**** Passage given ****

Most current politico’s probably don’t know as much about James Eastland as I do. As someone who has extensively studied the legislative fights over Civil Rights during over two decades of interest in the subject, this week’s revelations were horrifying for someone like me who previously asked progressives to be open to Biden’s candidacy. Horrifying is a strong word, but that’s what it was – this goes far beyond the allegations of Ralph Northam wearing blackface in my opinion and is less about the times than other transgressions where I have made excuses for Biden. Jim Eastland for me personally as someone who has studied southern politics closely was the single most repulsive legislative or political leader of the Civil Rights era anywhere in the country. To learn of Biden’s affection for him is quite possibly irreconcilable for me. It should also cause significant pause for everyone else who believes in equality.
James Eastland wasn’t just a segregationist like most other Democrats from the south. He was an outright racist who disliked any sort of contact with African-Americans and repeatedly whether tacitaly or covertly condoned violence against them. Eastland also was the single person most responsible for the failure of countless pieces of Civil Rights legislation, or watering down of such legislation through many years. Eastland’s entire legacy, his entire career was built on keeping African-Americans in bondage. For newer politico’s think of Eastland as a Steve King with major legislative power, not just a blowhard who gives extreme soundbites on TV.
Outside of the crude Strom Thurmond who had actually once been a racial moderate, and eventually shifted back to that position later in life, Eastland was the single worst Senator on issues of justice for African-Americans. While other southerners were segregationists, Eastland was a firebrand, a true believer in both the inferiority of blacks and the need for southern whites to use all means, even violence to keep them in line.

While almost every Democrat from the south was a segregationist in the 1950’s and 1960’s (I have used the pages of this website and other publications to previously defend Governor Leroy Collins among others on the charge that they were not great men because they supported racial segregation, but Collins and even those like George Smathers and Farris Bryant in this state were NOWHERE near the level of Jim Eastland in terms of racial rhetoric), Eastland was a unique breed and the most powerful person in the legislative branch of government. Countless deaths took place because of Eastland’s attitude and ability to kill almost any piece of progressive legislation. The only person who could stop Eastland in the country was US Supreme Court Chief Justice Earl Warren, a Republican whose progressive court rulings finally broke the back of southern resistance along with Lyndon Johnson’s legislative brilliance.
By the time Biden got elected to the Senate in 1972, the outright racist rhetoric of Eastland (best on display for younger audiences in the HBO movie on Lyndon Johnson, All The Way, which not only showed Eastland’s naked racism but how creative LBJ had to get to in order to move Civil Rights past his committee “graveyard.”) had been replaced by arguments cloaked in respectability about school busing. That issue led Governor George Wallace to win every county in Florida outside of Dade and Alachua in the 1972 Florida Primary and even after being shot in Maryland, allowed Wallace to give a defiant speech at that summer’s Democratic National Convention in Miami.

**** Provided data ****

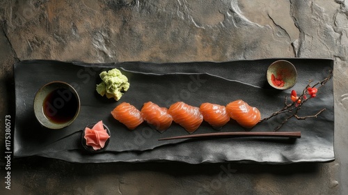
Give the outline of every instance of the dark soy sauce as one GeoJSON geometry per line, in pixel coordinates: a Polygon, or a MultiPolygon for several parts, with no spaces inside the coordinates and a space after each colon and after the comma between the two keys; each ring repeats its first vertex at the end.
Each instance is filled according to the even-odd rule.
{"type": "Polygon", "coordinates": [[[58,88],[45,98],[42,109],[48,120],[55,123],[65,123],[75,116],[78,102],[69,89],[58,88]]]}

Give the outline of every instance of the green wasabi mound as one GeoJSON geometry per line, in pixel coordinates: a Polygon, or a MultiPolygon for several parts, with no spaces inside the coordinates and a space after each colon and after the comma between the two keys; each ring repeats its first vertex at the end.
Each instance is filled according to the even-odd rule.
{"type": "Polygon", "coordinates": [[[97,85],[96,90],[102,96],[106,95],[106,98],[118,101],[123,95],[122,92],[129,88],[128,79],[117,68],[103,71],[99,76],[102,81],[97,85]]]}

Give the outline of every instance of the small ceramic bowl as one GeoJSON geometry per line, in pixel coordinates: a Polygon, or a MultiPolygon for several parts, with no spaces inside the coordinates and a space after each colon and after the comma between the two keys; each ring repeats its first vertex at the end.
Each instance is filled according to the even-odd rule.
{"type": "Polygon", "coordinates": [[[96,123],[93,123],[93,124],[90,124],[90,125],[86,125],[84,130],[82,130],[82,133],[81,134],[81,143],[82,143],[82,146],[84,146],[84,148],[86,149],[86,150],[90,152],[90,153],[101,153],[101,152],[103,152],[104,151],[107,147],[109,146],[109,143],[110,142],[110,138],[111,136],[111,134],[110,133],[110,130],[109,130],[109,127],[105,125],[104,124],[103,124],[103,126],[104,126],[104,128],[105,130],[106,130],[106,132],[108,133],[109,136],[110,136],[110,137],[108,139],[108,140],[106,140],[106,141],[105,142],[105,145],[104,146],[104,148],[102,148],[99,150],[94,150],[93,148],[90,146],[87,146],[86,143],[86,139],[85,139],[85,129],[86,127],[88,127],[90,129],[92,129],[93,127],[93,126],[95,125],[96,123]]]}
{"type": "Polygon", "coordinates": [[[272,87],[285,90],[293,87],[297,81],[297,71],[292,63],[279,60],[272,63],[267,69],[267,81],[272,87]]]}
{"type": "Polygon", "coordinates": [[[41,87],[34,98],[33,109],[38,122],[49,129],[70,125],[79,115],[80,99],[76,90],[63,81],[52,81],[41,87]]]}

****
**** Provided data ****

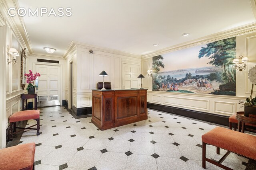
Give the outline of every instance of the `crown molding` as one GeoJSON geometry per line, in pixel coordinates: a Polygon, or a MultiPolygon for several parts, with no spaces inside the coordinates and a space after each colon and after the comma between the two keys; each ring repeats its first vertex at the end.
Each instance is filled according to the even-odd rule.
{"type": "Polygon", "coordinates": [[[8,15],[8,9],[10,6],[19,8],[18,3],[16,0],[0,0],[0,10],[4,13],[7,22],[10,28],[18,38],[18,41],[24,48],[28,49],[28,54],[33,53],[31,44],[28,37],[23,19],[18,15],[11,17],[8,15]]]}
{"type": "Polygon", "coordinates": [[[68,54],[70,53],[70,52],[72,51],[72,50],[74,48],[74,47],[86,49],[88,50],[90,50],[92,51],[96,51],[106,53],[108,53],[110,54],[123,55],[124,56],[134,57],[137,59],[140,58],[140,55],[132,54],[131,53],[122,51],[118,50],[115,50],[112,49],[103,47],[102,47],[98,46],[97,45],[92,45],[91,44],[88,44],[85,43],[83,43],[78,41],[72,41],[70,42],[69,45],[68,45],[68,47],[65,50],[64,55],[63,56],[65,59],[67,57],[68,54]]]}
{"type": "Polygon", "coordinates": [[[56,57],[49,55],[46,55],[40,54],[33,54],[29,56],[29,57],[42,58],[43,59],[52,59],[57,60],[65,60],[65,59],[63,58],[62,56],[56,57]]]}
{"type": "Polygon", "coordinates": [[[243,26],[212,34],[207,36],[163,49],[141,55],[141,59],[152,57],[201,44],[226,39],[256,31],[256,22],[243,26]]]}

****
**** Provided data ****

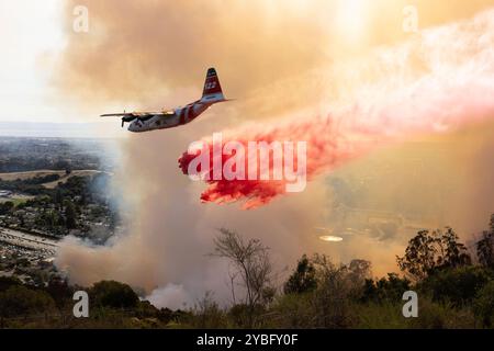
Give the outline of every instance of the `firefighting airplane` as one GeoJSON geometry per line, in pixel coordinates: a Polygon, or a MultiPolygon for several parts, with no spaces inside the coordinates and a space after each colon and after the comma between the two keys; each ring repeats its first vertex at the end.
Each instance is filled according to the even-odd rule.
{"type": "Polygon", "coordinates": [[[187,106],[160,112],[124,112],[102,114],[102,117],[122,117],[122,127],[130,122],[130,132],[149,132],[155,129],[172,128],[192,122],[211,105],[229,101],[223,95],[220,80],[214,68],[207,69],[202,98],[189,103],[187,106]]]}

****

• Written problem
Can you copy the commentary on James Eastland word for word, between "James Eastland wasn’t" and "soundbites on TV.", inclusive?

• Exercise result
James Eastland wasn’t just a segregationist like most other Democrats from the south. He was an outright racist who disliked any sort of contact with African-Americans and repeatedly whether tacitaly or covertly condoned violence against them. Eastland also was the single person most responsible for the failure of countless pieces of Civil Rights legislation, or watering down of such legislation through many years. Eastland’s entire legacy, his entire career was built on keeping African-Americans in bondage. For newer politico’s think of Eastland as a Steve King with major legislative power, not just a blowhard who gives extreme soundbites on TV.